Excerpted passage:
[Bioperl-l] using Bio::SeqIO to convert from table to genbank format ..... attribute_map example

Fields, Christopher J cjfields at illinois.edu
Sun Sep 13 04:11:51 UTC 2015


Hi Malcolm,

Best thing would be to have a dummy example for expected input and output so it can be tested against, just to make sure things work as expected.  Could you supply that?  Certainly seems like it should be feasible.

chris

> On Sep 12, 2015, at 12:16 AM, Cook, Malcolm <MEC at stowers.org> wrote:
> 
> Fellow long-time BioPerlers,
> 
> I am using Bio::SeqIO with success to convert between table (c.f.  http://search.cpan.org/~cjfields/BioPerl/Bio/SeqIO/table.pm) and genbank flatfile format.
> 
> I have Bio::SeqIO sequence format conversion wrapped in a command-line script.  The script exposes to the command line the parameters to ->new for both input and output objects through judicious use of GetOptions.  I have used this script in many conversion tasks between many different formats.
> 
> ... except now ...
> 
> I am having trouble with reading the flatfile format.
> 
> Happily, at first, I see that -display_id and -accession_number are both parameters to Bio::SeqIO::table->new.  So they are naturally exposed to the command line as `in format=table header=1 display_id=1 seq=3"

Recorded information:
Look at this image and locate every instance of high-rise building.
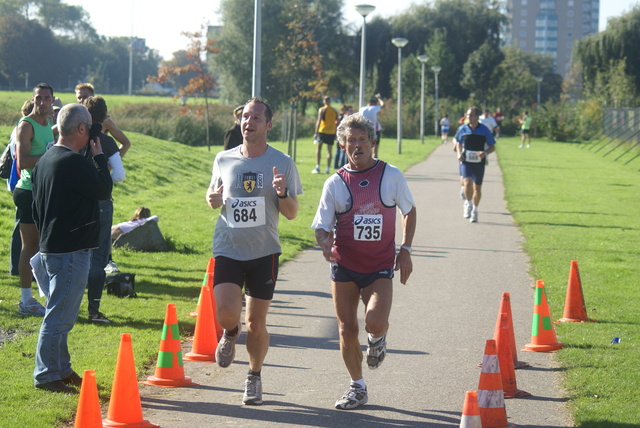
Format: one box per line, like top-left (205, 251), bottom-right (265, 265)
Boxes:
top-left (505, 0), bottom-right (600, 76)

Stated exercise 1:
Transcribe the Bio::SeqIO mailing list post word for word, taking everything from "[Bioperl-l] using Bio::SeqIO" down to "should be feasible.".
Stated exercise 2:
Write the next part of the Bio::SeqIO mailing list post, continuing from the point where it stops.

Exercise answer 1:
[Bioperl-l] using Bio::SeqIO to convert from table to genbank format ..... attribute_map example

Fields, Christopher J cjfields at illinois.edu
Sun Sep 13 04:11:51 UTC 2015


Hi Malcolm,

Best thing would be to have a dummy example for expected input and output so it can be tested against, just to make sure things work as expected.  Could you supply that?  Certainly seems like it should be feasible.

Exercise answer 2:
> 
> Alas however -description is not a parameter to ->new.
> 
> The only way I can see to configure table.pm to take the sequence description (aka desc) from the 2nd column of my .tab file is as follows:
> 
> 	$in->attribute_map({-description => 2});
> 
> ... however my trace shows me that even though this does work to set the desc attribute of the wrapped Bio::Primary_seq to the value from column 2, unfortunately using the attribute_map also removes the individual values passed in for -display_id and -accession_number
> 
> Ideally (I think) Bio::SeqIO::table->new  would take a -description=2 instead of having to call attribute_map.  
> 
> Or, Bio::SeqIO::table->new  would take  -attribute_map and even accept it as a string which gets evaluated to a hash reference, just as I see -colnames can be passed as a string evaling to an array (which I see in the unit test: http://cpansearch.perl.org/src/CJFIELDS/BioPerl-1.6.924/t/SeqIO/table.t).  This would allow the hash to be supplied at the command line.
> 
> Or, am I missing something?
> 
> FWIW: I am trying to help a lab convert a few years of plasmids from DNAPlasmid to Genbank (for load into Vector NTI) and I am passing through Bio::SeqiO::table in-so-diong.....
> 
> Cheers, and Thanks for help and suggestions....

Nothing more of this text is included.